__BRIEF__.
Your answer must be an exact copy of the lines from the one holding "Definition first: for each instance of the player's thigh, the" through the last line of the entries below, with nothing added.

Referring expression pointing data

------------------------

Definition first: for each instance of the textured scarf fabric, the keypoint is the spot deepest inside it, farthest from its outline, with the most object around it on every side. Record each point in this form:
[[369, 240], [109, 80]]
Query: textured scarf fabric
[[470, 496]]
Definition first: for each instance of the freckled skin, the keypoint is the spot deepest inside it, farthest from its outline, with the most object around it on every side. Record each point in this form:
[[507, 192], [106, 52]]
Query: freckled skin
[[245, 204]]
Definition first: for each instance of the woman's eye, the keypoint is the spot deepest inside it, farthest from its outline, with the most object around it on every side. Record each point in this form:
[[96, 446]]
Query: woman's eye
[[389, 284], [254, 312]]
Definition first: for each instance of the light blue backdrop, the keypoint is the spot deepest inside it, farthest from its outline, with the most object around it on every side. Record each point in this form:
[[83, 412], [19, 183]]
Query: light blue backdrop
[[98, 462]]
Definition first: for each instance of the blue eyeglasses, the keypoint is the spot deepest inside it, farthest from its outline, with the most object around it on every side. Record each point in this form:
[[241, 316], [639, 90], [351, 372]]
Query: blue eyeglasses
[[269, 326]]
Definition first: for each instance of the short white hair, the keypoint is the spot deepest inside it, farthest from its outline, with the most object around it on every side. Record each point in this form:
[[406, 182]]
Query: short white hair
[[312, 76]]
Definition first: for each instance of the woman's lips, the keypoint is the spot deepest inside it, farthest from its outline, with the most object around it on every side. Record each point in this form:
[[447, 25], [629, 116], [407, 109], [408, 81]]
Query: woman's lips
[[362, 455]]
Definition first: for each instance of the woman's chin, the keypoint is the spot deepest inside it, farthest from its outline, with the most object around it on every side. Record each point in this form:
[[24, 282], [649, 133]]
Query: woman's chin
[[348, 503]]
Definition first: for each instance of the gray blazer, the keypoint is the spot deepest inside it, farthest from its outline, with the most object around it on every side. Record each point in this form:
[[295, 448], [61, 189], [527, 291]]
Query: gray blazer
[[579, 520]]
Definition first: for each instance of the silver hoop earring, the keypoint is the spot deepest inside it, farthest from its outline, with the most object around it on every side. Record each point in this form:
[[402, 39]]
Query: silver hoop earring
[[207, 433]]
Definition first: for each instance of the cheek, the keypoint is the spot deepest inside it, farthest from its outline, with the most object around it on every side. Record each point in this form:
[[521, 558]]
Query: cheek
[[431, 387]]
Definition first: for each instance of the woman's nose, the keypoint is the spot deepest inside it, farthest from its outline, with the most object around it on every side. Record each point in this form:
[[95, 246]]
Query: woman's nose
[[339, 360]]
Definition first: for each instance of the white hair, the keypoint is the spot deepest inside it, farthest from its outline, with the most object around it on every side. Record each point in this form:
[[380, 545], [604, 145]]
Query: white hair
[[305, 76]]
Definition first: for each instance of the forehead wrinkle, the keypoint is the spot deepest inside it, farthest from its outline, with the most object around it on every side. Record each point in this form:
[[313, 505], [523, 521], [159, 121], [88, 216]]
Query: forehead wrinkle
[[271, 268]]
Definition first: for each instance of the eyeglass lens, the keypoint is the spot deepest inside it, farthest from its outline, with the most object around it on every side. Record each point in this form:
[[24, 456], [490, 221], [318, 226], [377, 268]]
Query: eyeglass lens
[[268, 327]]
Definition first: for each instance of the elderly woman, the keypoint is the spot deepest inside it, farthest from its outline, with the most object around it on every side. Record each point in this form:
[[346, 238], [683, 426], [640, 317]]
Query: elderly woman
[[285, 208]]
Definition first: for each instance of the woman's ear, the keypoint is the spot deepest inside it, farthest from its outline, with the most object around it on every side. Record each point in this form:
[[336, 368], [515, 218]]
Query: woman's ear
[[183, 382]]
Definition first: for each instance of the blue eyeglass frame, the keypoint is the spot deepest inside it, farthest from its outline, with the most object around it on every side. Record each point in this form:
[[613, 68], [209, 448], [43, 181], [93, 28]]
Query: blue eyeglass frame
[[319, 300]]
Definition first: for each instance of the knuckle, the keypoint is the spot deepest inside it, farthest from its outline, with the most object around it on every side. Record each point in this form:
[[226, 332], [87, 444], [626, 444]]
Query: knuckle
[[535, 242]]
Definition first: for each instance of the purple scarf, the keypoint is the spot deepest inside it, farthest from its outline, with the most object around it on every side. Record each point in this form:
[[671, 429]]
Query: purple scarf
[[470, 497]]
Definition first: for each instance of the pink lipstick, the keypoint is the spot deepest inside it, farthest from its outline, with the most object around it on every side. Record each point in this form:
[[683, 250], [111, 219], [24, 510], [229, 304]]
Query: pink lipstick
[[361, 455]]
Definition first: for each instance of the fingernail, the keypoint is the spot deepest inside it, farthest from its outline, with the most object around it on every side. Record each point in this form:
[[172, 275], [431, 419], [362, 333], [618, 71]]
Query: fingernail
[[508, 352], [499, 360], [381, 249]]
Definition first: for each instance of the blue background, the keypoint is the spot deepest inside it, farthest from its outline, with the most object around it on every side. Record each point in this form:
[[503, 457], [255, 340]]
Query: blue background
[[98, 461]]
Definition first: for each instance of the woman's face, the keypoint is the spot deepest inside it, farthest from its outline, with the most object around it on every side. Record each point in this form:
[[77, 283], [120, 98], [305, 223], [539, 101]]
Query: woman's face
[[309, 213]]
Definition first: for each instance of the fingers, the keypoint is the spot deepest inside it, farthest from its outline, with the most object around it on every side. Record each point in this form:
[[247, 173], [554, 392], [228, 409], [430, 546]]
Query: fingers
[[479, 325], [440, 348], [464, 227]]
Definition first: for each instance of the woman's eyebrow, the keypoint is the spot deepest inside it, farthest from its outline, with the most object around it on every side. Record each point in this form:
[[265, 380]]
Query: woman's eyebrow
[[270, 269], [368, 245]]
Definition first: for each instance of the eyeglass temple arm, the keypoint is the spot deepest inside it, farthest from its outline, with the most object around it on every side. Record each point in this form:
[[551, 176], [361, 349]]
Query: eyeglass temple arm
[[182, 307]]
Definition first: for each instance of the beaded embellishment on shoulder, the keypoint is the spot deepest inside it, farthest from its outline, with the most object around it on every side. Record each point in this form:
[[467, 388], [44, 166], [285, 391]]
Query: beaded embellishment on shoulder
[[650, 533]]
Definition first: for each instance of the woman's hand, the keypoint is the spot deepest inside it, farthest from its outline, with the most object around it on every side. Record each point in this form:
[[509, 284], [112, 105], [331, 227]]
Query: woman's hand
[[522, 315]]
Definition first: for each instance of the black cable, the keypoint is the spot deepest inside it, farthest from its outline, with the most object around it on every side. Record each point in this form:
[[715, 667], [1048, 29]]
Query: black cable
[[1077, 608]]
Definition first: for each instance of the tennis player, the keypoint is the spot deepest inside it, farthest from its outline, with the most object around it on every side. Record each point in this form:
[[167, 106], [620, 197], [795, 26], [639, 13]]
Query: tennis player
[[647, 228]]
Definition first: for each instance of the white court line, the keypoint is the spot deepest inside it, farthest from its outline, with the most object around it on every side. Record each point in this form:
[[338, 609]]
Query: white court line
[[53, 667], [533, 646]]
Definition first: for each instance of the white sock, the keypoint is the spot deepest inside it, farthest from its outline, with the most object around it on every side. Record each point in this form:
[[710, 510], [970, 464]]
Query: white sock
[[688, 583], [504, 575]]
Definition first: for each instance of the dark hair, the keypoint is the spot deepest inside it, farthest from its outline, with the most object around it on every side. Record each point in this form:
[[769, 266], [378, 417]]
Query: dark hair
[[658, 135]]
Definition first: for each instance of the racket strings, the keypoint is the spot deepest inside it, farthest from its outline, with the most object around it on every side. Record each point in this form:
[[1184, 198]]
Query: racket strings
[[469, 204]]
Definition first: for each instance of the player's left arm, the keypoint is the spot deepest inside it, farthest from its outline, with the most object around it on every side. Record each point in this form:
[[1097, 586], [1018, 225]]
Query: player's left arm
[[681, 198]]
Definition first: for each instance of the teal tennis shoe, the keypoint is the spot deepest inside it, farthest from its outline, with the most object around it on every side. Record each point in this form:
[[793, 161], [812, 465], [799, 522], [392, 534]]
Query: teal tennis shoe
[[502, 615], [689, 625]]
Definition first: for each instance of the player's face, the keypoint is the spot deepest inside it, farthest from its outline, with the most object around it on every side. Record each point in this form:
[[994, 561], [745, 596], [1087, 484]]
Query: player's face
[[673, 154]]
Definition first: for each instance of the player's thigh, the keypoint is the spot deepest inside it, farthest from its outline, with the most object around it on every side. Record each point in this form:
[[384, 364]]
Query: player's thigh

------------------------

__RESPONSE__.
Definition first: for each instance of the player's thigh, the keypoint is the spot deepest inside it, farthest from its outline, with the most object around it on every side. Record each point in this form:
[[384, 364]]
Query: player's thigh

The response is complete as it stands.